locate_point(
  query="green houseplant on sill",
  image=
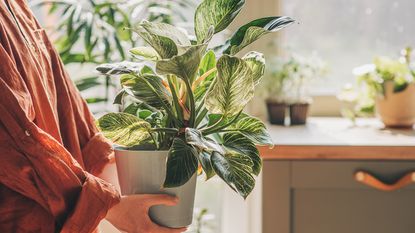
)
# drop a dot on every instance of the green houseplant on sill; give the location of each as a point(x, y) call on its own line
point(91, 32)
point(187, 112)
point(286, 87)
point(385, 87)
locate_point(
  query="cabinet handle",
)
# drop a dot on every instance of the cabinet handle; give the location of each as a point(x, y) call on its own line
point(371, 181)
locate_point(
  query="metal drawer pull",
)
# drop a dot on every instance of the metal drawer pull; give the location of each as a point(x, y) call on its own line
point(371, 181)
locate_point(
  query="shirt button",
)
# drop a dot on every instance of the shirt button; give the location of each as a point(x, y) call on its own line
point(27, 133)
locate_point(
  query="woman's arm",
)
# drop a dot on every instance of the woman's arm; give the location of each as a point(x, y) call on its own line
point(131, 214)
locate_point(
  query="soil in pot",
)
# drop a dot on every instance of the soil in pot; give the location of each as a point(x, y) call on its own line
point(397, 110)
point(143, 172)
point(299, 113)
point(276, 112)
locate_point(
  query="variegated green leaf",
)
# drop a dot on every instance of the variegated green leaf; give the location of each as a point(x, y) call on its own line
point(252, 31)
point(194, 137)
point(253, 129)
point(217, 13)
point(181, 164)
point(206, 65)
point(145, 53)
point(165, 46)
point(178, 36)
point(238, 143)
point(205, 161)
point(233, 88)
point(184, 66)
point(235, 169)
point(124, 129)
point(119, 68)
point(148, 89)
point(256, 62)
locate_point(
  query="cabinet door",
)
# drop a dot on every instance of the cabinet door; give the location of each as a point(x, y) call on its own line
point(324, 197)
point(353, 211)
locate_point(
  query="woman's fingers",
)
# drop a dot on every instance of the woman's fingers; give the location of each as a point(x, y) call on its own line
point(161, 199)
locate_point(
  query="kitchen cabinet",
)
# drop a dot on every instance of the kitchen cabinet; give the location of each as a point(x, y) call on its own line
point(333, 177)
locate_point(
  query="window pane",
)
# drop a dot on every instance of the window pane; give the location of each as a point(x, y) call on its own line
point(348, 33)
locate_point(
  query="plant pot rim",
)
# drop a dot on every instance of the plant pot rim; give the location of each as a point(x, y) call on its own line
point(275, 102)
point(121, 148)
point(300, 104)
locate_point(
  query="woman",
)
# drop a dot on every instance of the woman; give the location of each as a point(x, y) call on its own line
point(51, 154)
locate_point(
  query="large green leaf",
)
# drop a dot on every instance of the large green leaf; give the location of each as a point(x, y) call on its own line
point(147, 88)
point(252, 31)
point(124, 67)
point(238, 143)
point(205, 161)
point(164, 46)
point(256, 62)
point(217, 13)
point(233, 88)
point(184, 66)
point(235, 169)
point(124, 129)
point(166, 39)
point(87, 83)
point(194, 137)
point(207, 64)
point(253, 129)
point(178, 36)
point(145, 53)
point(181, 164)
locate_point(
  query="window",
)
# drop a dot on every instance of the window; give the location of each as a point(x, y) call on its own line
point(348, 33)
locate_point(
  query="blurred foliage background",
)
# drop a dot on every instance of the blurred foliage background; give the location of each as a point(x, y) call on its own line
point(92, 32)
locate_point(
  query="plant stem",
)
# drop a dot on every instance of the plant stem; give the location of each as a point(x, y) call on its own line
point(192, 103)
point(203, 77)
point(175, 98)
point(212, 127)
point(200, 117)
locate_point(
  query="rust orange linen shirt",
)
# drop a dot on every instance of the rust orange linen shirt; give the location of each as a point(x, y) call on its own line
point(50, 149)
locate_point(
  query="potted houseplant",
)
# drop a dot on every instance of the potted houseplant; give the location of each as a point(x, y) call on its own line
point(287, 87)
point(276, 88)
point(385, 87)
point(186, 114)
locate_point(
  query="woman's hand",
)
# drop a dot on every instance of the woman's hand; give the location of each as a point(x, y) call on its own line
point(131, 214)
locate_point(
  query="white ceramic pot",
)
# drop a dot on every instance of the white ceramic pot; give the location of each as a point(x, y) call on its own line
point(143, 172)
point(397, 109)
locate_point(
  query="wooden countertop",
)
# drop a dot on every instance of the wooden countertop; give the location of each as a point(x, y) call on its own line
point(338, 138)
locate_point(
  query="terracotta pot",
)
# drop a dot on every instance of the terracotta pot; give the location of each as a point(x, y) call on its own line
point(299, 113)
point(143, 172)
point(276, 112)
point(397, 109)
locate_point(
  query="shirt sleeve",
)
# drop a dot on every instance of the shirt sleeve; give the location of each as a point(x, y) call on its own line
point(96, 149)
point(37, 166)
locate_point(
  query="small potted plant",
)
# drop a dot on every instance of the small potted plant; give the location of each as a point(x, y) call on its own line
point(287, 87)
point(385, 87)
point(186, 114)
point(276, 88)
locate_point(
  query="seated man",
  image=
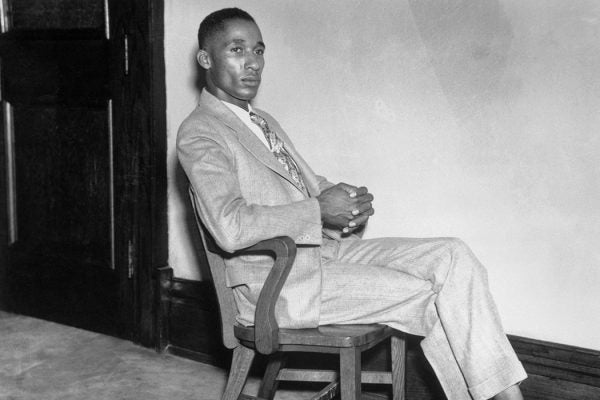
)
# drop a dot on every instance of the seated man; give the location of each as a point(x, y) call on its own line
point(252, 184)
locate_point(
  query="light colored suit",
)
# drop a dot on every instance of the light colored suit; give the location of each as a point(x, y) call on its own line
point(245, 195)
point(430, 287)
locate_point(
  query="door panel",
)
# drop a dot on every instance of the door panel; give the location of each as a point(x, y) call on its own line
point(61, 78)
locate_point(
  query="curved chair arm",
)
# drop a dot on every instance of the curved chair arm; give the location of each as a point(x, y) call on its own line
point(266, 330)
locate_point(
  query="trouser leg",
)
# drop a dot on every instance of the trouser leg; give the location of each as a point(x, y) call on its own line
point(430, 287)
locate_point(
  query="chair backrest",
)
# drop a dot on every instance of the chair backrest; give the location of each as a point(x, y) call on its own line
point(227, 307)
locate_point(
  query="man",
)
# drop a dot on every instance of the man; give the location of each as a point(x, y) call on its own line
point(252, 184)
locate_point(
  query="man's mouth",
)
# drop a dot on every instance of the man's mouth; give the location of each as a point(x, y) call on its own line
point(251, 80)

Stated goal:
Write the records above out again exactly, with no pictures in your copy.

Full response:
locate_point(
  query="green houseplant on sill",
  image=
)
# drop a dot on every instance of the green houseplant on sill; give the location of each as a point(x, y) call on its own line
point(91, 32)
point(187, 112)
point(286, 87)
point(385, 87)
locate_point(
  query="cabinet handle",
)
# drop a dot on every instance of the cabinet handle; give the location of each as a point(x, y) call on its own line
point(371, 181)
locate_point(
  query="metal drawer pull",
)
# drop a dot on every instance of the metal drawer pull; give the location of each as a point(x, y) call on its own line
point(371, 181)
locate_point(
  query="shirt button",
)
# drop a dot on every instance of the shirt button; give the location of each as a point(x, y) call on its own line
point(27, 133)
locate_point(
  query="woman's arm",
)
# drop a dot on every instance of the woman's arm; give the location of each as a point(x, y) call on its own line
point(131, 214)
locate_point(
  query="soil in pot",
)
# drop a dot on every instance of the soil in pot; give the location of each as a point(x, y) call on its own line
point(397, 110)
point(143, 172)
point(299, 113)
point(276, 112)
locate_point(
  query="variegated green leaf",
)
# drop a dot on every instance of the variegated green leaf; give the location of each as a point(x, y) call on its own line
point(252, 31)
point(194, 137)
point(253, 129)
point(217, 13)
point(181, 164)
point(206, 65)
point(145, 53)
point(165, 46)
point(178, 36)
point(238, 143)
point(205, 161)
point(233, 88)
point(184, 66)
point(235, 169)
point(124, 129)
point(119, 68)
point(148, 89)
point(256, 62)
locate_point(
  query="cabinet door",
)
# drop a dot on every instance of the cabinet door; give the location of each as a point(x, y) call on its own line
point(324, 197)
point(353, 211)
locate_point(
  query="woman's fingers",
)
# drop a dot on every instance of the woman's fingers; give the location of each as a point(x, y) call on its own line
point(161, 199)
locate_point(
  query="kitchen cabinet",
)
# drop a dot on every instance of the kitchen cabinet; give the location of each as a point(x, y) call on its own line
point(333, 177)
locate_point(
  query="window pane",
)
# drop a dot on every instance of the window pane; give the location of each as a point(x, y) call on its own line
point(348, 33)
locate_point(
  query="plant pot rim",
)
# drop a dot on every instance of the plant pot rim; give the location of each as a point(x, y) call on its own line
point(275, 102)
point(121, 148)
point(300, 104)
locate_point(
  query="woman",
)
# drop a dot on every instance of the woman; give the location of each as a point(x, y) call on its own line
point(51, 154)
locate_point(
  query="large green leaf",
)
# drop a dot on every instance of the large green leaf; give the location of each as a point(x, y) call on its own line
point(147, 88)
point(252, 31)
point(124, 67)
point(238, 143)
point(205, 161)
point(164, 46)
point(256, 62)
point(217, 13)
point(233, 88)
point(184, 66)
point(235, 169)
point(124, 129)
point(166, 39)
point(87, 83)
point(194, 137)
point(207, 64)
point(253, 129)
point(178, 36)
point(145, 53)
point(181, 164)
locate_point(
  query="window",
)
# drop a dot on every instance of the window; give the location of each as a point(x, y) call on its own line
point(348, 33)
locate_point(
  query="blurred foliage background",
)
# drop a dot on every instance of the blurred foliage background; give the location of each as a point(x, y) call on its own line
point(92, 32)
locate_point(
  query="plant stem",
)
# drop a dot on every instance of the plant stem; give the location of each as a point(x, y) call on its own line
point(192, 103)
point(203, 77)
point(175, 98)
point(212, 127)
point(200, 117)
locate_point(
  query="rust orange linen shirt",
)
# drop a dot on every instance of the rust orange linen shirt; give the location of each as a point(x, y) call on its own line
point(50, 149)
locate_point(
  query="potted houseplant",
)
# drop a dot on every instance of the potted houseplant; give the location of each as a point(x, y) call on its own line
point(287, 87)
point(276, 88)
point(385, 87)
point(186, 114)
locate_point(
  query="woman's hand",
)
# drop a dot on every instance of the woman's hand; give the location of each as a point(x, y) call on its own line
point(131, 214)
locate_point(
  query="white ceramic pot",
)
# drop a dot on every instance of the white ceramic pot; give the location of each as a point(x, y) call on its own line
point(143, 172)
point(397, 109)
locate_point(
  query="wooden countertop",
)
# drop a dot on every instance of the wooden countertop; give the location of each as a point(x, y) call on its own line
point(338, 138)
locate_point(
  query="terracotta pot",
)
# drop a dot on every instance of the terracotta pot; give the location of each as a point(x, y) call on its own line
point(299, 113)
point(143, 172)
point(276, 112)
point(397, 109)
locate_point(
  query="shirt sleeve",
)
# drop a dot on every instance of the shirt sleeve; give the location of each as a point(x, y) call on its own line
point(96, 149)
point(37, 166)
locate_point(
  query="small potted plant",
)
# drop a dot on every instance of the small potted plant; give the location of each as a point(x, y) call on its own line
point(287, 87)
point(385, 87)
point(186, 114)
point(276, 88)
locate_point(
  query="seated man",
  image=
)
# drop a dot on every instance of the seated man; give the location of each as a point(x, y) call on its own line
point(252, 184)
locate_point(
  query="light colored suit",
)
# drop a dot on every instance of the light colored suit; give the location of each as a point(x, y) call on its own line
point(245, 195)
point(430, 287)
locate_point(
  query="door panel",
)
# drop a dot on every instance of the door panel; give the location of each as a point(x, y) call on its own line
point(61, 78)
locate_point(
  query="curved chair arm",
)
# drop a dot on every instance of the curved chair arm; give the location of each as a point(x, y) call on its own line
point(266, 330)
locate_point(
  query="trouser leg",
)
# drop a dot on every instance of the trouser leg; give the location of each as a point(x, y) call on its own line
point(430, 287)
locate_point(
  query="chair backrest",
)
# drop a dot on every instance of the chair backrest; give the location of each as a point(x, y) call on its own line
point(227, 307)
locate_point(
  query="man",
)
# drop a dot on every instance of the man; give the location of each as a point(x, y) call on its own line
point(252, 184)
locate_point(
  query="man's mouth",
)
# drop a dot on every instance of the man's mouth; give the location of each as a point(x, y) call on its own line
point(251, 80)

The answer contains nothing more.